## RECORDS SHOWN:
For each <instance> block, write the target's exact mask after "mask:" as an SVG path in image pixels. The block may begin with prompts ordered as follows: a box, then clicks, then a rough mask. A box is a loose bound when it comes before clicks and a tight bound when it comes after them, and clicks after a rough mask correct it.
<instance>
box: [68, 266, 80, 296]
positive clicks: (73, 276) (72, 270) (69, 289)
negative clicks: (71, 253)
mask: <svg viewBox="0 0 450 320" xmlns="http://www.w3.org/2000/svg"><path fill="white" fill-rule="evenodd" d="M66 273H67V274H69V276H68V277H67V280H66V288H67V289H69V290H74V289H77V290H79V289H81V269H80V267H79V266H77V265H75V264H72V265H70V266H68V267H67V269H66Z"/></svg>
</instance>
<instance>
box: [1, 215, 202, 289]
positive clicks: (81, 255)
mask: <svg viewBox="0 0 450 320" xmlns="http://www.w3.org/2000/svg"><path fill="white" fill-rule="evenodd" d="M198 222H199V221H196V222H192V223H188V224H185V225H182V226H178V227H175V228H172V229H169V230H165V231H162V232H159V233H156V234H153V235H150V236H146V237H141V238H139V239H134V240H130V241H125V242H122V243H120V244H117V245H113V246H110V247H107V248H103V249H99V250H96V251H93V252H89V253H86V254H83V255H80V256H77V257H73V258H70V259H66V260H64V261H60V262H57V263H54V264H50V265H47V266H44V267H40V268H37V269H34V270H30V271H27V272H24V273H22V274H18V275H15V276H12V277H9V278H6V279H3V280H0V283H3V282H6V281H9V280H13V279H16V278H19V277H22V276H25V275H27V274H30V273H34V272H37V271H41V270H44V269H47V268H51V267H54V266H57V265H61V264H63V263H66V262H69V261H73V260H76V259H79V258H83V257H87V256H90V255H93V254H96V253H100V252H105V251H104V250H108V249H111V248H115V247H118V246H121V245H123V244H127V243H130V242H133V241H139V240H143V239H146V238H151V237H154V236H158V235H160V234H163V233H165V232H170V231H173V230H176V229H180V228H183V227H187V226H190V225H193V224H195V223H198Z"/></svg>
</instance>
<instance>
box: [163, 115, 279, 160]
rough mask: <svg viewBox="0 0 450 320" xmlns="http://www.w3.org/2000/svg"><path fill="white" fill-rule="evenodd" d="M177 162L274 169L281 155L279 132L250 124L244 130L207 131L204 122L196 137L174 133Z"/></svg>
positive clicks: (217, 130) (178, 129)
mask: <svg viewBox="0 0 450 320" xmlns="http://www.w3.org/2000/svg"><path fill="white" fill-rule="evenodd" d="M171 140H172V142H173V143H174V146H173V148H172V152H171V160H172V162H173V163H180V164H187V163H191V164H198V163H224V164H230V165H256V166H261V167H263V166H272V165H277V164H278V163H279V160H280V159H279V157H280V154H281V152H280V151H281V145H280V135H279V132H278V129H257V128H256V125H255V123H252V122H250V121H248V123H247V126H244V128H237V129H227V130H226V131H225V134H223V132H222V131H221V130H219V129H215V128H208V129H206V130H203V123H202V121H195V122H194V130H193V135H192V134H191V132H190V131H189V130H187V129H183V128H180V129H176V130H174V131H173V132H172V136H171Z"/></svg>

## PROMPT:
Please copy out each line of the data in which the word "rough" occurs.

## COMPLETED TASK:
For each <instance> block, write the target's exact mask after "mask:" as an SVG path in image pixels. The block may begin with prompts ordered as follows: a box, then clicks, then a rough mask. A box is a loose bound when it comes before clicks and a tight bound when it comes after them, and clicks after a rough mask correct it.
rough mask: <svg viewBox="0 0 450 320" xmlns="http://www.w3.org/2000/svg"><path fill="white" fill-rule="evenodd" d="M177 162L274 169L281 155L279 132L250 124L244 130L207 131L204 122L196 137L174 133Z"/></svg>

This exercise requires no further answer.